In this post, we’ll explore some basic properties of discrete time Markov chains using the functions provided by the markovchain package supplemented with standard R functions and a few functions from other contributed packages. “Chapter 11”, of Snell’s online probability book will be our guide. The calculations displayed here illustrate some of the theory developed in this document. In the text below, section numbers refer to this document.

A large part of working with discrete time Markov chains involves manipulating the matrix of transition probabilities associated with the chain. This first section of code replicates the Oz transition probability matrix from section 11.1 and uses the plotmat() function from the diagram package to illustrate it. Then, the efficient operator %^% from the expm package is used to raise the Oz matrix to the third power. Finally, left matrix multiplication of OZ^3 by the distribution vector u = (1/3, 1/3, 1/3) gives the weather forecast three days ahead.

library(expm)

library(markovchain)

library(diagram)

library(pracma)

stateNames <- c("Rain","Nice","Snow")

Oz <- matrix(c(.5,.25,.25,.5,0,.5,.25,.25,.5),

nrow=3, byrow=TRUE)

row.names(Oz) <- stateNames; colnames(Oz) <- stateNames

Oz

# Rain Nice Snow

# Rain 0.50 0.25 0.25

# Nice 0.50 0.00 0.50

# Snow 0.25 0.25 0.50

plotmat(Oz,pos = c(1,2),

lwd = 1, box.lwd = 2,

cex.txt = 0.8,

box.size = 0.1,

box.type = “circle”,

box.prop = 0.5,

box.col = “light yellow”,

arr.length=.1,

arr.width=.1,

self.cex = .4,

self.shifty = -.01,

self.shiftx = .13,

main = “”)

Oz3 <- Oz %^% 3

round(Oz3,3)

# Rain Nice Snow

# Rain 0.406 0.203 0.391

# Nice 0.406 0.188 0.406

# Snow 0.391 0.203 0.406

u <- c(1/3, 1/3, 1/3)

round(u %*% Oz3,3)

#0.401 0.198 0.401

The igraph package can also be used to Markov chain diagrams, but I prefer the “drawn on a chalkboard” look of plotmat.

This next block of code reproduces the 5-state Drunkward’s walk example from section 11.2 which presents the fundamentals of absorbing Markov chains. First, the transition matrix describing the chain is instantiated as an object of the S4 class makrovchain. Then, functions from the markovchain package are used to identify the absorbing and transient states of the chain and place the transition matrix, P, into canonical form.

p <- c(.5,0,.5)

dw <- c(1,rep(0,4),p,0,0,0,p,0,0,0,p,rep(0,4),1)

DW <- matrix(dw,5,5,byrow=TRUE)

DWmc <-new("markovchain",

transitionMatrix = DW,

states = c(“0″,”1″,”2″,”3″,”4”),

name = “Drunkard's Walk”)

DWmc

# Drunkard's Walk

# A 5 – dimensional discrete Markov Chain with following states

# 0 1 2 3 4

# The transition matrix (by rows) is defined as follows

# 0 1 2 3 4

# 0 1.0 0.0 0.0 0.0 0.0

# 1 0.5 0.0 0.5 0.0 0.0

# 2 0.0 0.5 0.0 0.5 0.0

# 3 0.0 0.0 0.5 0.0 0.5

# 4 0.0 0.0 0.0 0.0 1.0

# Determine transient states

transientStates(DWmc)

(Entries from a point annotation set)
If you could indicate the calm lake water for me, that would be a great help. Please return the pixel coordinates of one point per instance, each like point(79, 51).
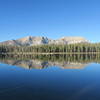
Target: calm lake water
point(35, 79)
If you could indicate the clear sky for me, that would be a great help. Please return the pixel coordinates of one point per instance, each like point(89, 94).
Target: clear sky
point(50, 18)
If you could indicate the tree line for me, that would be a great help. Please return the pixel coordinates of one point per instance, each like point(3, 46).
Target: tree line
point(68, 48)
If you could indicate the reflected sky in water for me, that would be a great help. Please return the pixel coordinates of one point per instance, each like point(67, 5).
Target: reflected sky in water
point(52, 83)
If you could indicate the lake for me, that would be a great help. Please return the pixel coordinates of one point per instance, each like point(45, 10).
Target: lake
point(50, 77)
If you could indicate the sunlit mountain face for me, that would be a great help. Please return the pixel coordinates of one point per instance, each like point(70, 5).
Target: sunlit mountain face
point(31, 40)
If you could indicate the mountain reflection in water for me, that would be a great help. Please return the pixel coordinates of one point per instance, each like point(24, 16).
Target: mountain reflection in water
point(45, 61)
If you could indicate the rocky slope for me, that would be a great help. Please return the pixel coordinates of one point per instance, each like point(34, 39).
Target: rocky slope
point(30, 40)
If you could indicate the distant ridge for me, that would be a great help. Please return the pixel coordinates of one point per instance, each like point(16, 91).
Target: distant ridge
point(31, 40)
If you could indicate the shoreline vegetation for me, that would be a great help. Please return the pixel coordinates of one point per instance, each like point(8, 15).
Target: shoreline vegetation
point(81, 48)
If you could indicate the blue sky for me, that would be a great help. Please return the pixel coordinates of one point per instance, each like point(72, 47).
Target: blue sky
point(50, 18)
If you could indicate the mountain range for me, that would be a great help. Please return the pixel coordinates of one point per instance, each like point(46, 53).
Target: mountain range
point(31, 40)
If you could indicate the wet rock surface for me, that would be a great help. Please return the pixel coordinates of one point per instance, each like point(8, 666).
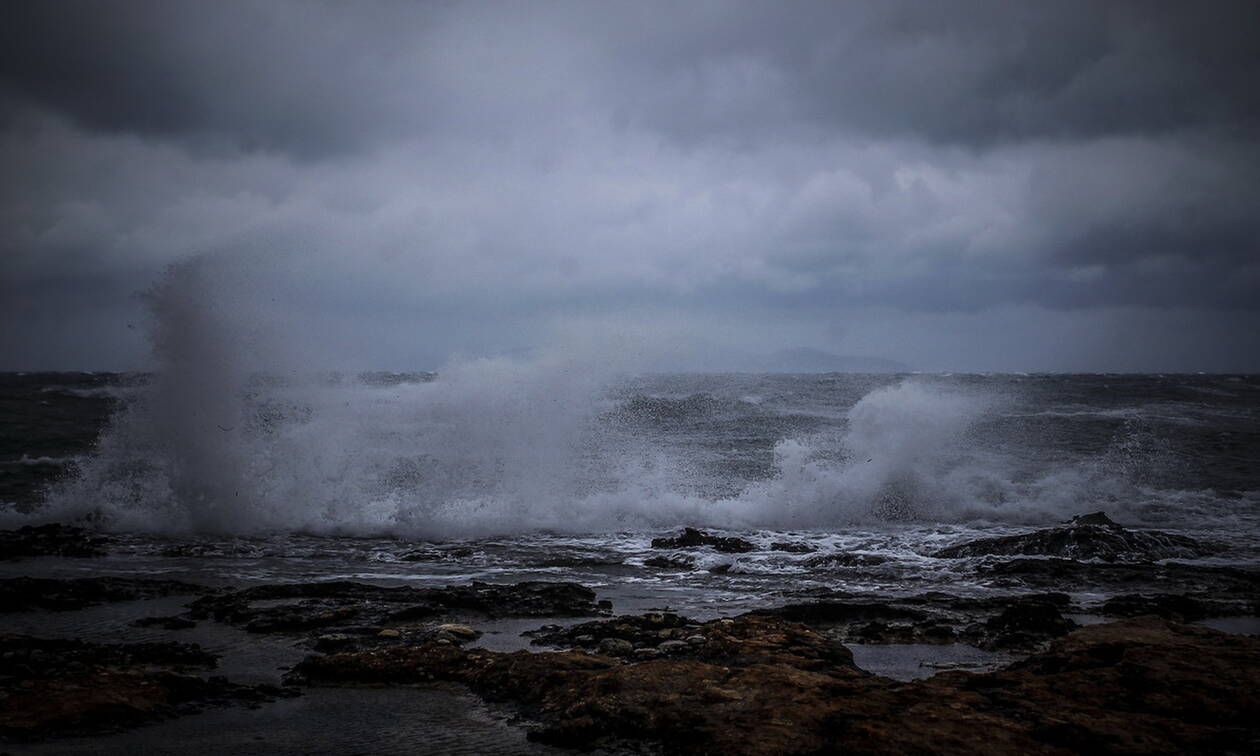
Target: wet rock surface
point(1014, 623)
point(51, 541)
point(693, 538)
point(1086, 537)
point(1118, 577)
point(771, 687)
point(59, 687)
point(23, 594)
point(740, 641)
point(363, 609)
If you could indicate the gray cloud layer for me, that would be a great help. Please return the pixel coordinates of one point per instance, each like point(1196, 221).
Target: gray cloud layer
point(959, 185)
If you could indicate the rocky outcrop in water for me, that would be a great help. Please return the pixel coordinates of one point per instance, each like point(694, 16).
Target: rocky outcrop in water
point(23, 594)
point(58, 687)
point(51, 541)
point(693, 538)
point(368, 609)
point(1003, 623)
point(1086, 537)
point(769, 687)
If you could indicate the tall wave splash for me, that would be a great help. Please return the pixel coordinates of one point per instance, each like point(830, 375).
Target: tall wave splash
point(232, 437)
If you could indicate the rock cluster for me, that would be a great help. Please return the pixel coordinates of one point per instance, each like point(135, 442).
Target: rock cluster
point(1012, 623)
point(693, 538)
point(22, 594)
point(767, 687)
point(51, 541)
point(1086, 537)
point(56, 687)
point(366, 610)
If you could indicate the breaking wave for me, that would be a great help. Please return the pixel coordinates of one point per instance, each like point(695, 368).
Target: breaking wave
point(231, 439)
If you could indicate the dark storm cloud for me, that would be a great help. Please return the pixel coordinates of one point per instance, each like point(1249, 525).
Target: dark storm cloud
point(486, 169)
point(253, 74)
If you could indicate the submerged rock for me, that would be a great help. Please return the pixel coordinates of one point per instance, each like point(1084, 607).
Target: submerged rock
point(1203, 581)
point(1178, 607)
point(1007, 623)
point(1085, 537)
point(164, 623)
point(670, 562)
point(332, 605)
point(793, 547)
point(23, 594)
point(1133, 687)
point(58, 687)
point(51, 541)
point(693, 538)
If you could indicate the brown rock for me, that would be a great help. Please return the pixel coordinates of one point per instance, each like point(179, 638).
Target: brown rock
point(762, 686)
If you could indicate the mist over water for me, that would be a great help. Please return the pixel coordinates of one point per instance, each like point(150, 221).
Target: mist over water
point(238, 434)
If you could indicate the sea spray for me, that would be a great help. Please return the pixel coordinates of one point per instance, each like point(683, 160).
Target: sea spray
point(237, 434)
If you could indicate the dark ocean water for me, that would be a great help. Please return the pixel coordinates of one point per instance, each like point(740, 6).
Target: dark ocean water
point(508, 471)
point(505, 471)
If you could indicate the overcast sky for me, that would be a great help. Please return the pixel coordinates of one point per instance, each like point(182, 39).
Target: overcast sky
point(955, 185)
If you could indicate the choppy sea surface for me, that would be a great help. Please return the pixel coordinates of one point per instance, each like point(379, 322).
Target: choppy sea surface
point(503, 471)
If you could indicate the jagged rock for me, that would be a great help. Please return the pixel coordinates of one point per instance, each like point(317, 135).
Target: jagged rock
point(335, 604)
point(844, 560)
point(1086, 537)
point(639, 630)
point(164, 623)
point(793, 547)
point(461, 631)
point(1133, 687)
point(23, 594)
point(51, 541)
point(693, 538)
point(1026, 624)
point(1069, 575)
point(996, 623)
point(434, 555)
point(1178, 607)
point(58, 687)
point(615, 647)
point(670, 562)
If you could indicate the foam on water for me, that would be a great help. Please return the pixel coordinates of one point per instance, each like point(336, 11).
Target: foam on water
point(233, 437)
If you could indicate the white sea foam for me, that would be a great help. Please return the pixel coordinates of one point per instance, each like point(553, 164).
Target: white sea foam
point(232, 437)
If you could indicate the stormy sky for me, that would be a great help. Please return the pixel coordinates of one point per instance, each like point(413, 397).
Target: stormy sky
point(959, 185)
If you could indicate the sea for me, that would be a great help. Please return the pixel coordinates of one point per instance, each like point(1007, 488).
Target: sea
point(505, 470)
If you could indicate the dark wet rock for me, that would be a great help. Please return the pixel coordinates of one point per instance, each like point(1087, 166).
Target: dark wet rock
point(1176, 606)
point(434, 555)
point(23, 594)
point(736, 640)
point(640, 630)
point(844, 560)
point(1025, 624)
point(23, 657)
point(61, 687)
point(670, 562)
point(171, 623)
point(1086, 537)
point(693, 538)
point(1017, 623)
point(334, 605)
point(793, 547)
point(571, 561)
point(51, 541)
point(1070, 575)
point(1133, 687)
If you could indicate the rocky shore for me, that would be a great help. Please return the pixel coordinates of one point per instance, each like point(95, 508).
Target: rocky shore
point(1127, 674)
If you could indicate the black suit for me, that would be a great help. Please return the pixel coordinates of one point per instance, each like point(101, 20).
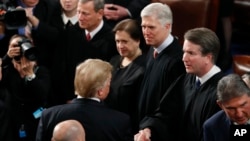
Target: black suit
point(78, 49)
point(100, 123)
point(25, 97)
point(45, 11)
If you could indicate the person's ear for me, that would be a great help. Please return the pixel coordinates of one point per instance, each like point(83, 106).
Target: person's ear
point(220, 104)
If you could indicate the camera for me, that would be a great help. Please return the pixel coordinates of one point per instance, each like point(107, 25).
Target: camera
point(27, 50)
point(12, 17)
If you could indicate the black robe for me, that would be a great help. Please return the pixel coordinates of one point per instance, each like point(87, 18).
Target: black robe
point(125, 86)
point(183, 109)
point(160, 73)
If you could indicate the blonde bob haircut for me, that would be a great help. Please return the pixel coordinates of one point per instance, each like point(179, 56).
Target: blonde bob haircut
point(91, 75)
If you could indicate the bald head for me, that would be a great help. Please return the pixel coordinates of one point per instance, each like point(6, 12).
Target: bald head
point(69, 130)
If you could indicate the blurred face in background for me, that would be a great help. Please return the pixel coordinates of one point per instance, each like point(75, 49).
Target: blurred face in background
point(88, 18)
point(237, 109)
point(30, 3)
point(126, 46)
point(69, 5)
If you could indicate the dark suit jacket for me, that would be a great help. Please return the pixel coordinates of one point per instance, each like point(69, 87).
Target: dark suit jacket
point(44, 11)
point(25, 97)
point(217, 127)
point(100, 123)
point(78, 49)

* * *

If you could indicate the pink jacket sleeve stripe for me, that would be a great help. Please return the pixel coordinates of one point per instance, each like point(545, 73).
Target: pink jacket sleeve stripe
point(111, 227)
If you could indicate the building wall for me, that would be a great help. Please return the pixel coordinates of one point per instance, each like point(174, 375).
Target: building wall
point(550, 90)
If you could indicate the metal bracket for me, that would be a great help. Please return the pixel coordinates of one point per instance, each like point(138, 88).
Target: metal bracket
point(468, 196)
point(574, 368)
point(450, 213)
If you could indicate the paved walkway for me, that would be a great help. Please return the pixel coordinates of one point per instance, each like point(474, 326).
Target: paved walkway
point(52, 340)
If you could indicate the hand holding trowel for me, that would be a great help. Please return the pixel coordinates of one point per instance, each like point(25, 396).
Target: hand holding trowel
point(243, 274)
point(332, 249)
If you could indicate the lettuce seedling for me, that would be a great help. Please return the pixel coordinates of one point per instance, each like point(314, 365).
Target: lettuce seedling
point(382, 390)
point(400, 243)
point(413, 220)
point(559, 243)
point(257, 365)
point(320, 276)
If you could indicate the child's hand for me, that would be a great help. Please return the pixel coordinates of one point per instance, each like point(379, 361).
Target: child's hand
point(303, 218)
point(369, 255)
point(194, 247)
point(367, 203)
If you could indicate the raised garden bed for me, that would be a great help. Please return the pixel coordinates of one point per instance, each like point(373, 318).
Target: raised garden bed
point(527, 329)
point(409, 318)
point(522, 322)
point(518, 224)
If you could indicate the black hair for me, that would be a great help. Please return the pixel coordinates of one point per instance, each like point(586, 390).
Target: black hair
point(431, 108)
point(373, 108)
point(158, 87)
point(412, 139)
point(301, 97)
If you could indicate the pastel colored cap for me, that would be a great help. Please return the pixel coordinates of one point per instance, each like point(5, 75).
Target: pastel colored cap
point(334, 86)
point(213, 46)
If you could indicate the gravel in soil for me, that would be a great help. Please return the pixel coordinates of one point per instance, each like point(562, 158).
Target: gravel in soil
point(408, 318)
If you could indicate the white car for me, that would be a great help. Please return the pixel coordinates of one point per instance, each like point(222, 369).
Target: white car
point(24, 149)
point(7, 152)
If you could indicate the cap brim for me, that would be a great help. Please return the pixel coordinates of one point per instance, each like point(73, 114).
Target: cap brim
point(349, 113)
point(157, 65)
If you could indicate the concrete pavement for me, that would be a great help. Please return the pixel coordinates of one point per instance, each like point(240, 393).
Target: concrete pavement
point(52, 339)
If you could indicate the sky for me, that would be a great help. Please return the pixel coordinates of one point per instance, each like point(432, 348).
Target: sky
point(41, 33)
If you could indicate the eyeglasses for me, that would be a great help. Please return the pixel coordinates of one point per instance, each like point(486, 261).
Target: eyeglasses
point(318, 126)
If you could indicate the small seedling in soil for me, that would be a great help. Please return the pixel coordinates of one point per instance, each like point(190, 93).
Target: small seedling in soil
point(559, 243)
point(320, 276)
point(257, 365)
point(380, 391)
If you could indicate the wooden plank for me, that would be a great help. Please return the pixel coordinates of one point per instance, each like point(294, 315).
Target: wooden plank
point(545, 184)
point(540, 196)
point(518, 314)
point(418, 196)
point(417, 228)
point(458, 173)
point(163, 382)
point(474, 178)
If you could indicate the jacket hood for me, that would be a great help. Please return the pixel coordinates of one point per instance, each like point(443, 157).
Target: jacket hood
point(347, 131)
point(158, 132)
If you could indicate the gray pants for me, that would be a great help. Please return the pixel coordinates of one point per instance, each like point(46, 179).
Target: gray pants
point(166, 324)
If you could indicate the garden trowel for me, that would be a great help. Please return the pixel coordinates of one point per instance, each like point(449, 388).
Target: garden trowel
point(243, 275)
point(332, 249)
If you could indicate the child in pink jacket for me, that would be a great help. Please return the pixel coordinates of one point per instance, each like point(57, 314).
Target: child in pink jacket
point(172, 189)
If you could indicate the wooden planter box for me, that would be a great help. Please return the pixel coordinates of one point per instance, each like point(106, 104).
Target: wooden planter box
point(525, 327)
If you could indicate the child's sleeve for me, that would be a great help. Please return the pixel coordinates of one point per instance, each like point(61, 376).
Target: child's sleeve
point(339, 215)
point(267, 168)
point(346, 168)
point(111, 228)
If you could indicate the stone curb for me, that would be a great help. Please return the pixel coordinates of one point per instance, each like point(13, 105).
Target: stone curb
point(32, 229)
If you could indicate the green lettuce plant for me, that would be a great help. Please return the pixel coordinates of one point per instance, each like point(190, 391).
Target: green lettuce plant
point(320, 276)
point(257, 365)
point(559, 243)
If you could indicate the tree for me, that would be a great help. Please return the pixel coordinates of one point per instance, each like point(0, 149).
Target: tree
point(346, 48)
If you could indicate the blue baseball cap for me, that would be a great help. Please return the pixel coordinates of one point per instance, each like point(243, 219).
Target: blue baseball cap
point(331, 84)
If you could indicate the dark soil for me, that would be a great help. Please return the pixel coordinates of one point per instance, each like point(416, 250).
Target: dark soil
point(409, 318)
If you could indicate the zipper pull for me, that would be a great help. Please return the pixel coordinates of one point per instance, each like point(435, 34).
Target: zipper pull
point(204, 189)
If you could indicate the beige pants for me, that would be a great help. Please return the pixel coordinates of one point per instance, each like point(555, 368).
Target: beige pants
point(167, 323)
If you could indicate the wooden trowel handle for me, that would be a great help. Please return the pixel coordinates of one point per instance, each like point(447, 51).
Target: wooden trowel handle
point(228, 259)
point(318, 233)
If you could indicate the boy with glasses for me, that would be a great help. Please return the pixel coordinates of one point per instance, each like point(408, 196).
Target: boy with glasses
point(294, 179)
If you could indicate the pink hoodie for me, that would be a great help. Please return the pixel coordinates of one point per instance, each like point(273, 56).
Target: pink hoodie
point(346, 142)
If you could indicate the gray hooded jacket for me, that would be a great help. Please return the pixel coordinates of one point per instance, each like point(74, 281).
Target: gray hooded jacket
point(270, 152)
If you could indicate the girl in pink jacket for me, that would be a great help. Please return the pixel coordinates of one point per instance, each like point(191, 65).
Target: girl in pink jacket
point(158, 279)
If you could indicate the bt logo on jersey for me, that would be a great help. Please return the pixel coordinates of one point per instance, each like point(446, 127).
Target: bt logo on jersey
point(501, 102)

==

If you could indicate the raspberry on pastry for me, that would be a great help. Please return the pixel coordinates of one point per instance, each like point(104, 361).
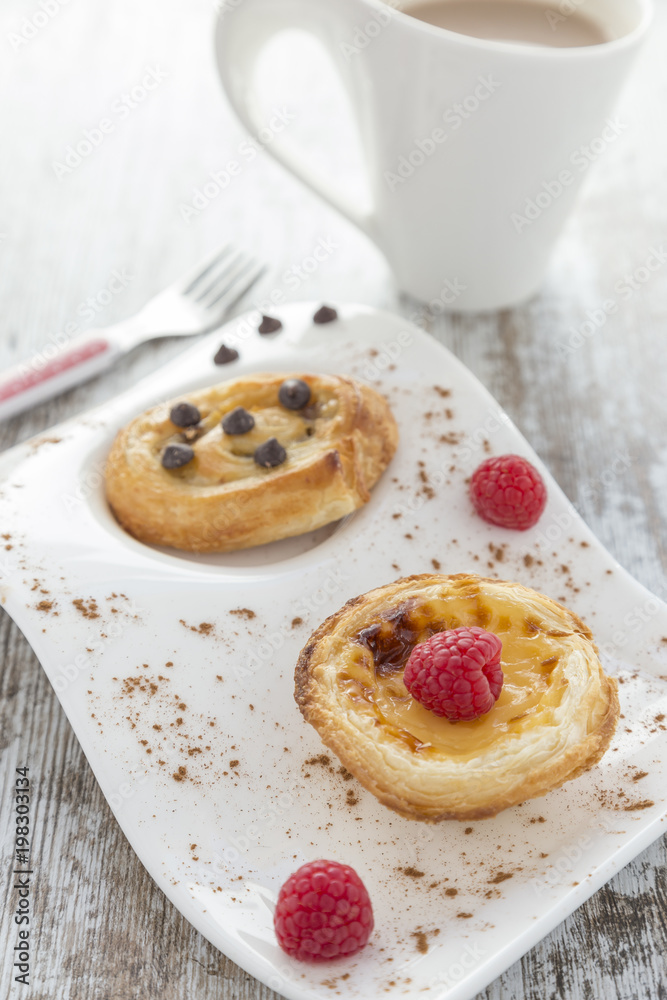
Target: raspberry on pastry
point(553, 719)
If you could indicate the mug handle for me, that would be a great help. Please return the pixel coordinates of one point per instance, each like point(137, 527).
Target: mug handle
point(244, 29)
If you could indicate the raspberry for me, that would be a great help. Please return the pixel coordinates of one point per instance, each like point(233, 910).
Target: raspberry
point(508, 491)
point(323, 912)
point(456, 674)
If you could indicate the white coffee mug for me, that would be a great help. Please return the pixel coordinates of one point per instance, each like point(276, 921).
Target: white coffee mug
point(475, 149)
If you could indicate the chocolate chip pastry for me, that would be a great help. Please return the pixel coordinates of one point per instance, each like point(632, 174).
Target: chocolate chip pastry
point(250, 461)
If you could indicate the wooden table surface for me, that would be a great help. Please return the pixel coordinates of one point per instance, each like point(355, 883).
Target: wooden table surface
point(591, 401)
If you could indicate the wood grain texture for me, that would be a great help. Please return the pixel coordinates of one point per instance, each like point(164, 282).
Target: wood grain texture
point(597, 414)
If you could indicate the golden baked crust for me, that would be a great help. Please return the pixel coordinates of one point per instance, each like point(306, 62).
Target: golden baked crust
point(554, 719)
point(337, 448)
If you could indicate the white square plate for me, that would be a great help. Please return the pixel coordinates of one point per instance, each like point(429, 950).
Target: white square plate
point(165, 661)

▶ _Exercises to complete_
1) In the rows from the line with "If you could indicate the wooden table" through the line with "point(165, 661)", can you swap "golden baked crust" for "flaky pastry crust" and give those lines back with nothing else altered?
2) Could you extend the post on discrete time Markov chains in R, picking up right after its last line?

▶ _Answers to the exercise_
1)
If you could indicate the wooden table surface for me, that would be a great help. Please return the pixel coordinates of one point per instance, each like point(355, 883).
Target: wooden table surface
point(591, 401)
If you could indicate the wood grain texture for me, that would be a great help. Please return the pixel coordinates of one point per instance, each like point(164, 282).
Target: wood grain texture
point(597, 414)
If you could indicate the flaky pastry crust for me, that would be a great help. Please return the pixel coordinates of one point per instance, each like point(306, 62).
Target: flaky pastry crust
point(554, 719)
point(337, 448)
If you could indicate the white square plate for me, that would be a great help. Please return the pixel coordinates of one point per instance, each like point(429, 950).
Target: white square plate
point(165, 661)

2)
#[1] “1” “2” “3”

# determine absorbing states

absorbingStates(DWmc)

#[1] “0” “4”

In canonical form, the transition matrix, P, is partitioned into the Identity matrix, I, a matrix of 0’s, the matrix, Q, containing the transition probabilities for the transient states and a matrix, R, containing the transition probabilities for the absorbing states.

Next, we find the Fundamental Matrix, N, by inverting (I – Q). For each transient state, j, n_{ij} gives the expected number of times the process is in state j given that it started in transient state i. u_{i} is the expected time until absorption given that the process starts in state i. Finally, we compute the matrix B, where b_{ij} is the probability that the process will be absorbed in state J given that it starts in state i.

# Find Matrix Q

getRQ <- function(M,type="Q"){

if(length(absorbingStates(M)) == 0) stop(“Not Absorbing Matrix”)

tm <- M@transitionMatrix

d <- diag(tm)

m <- max(which(d == 1))

n <- length(d)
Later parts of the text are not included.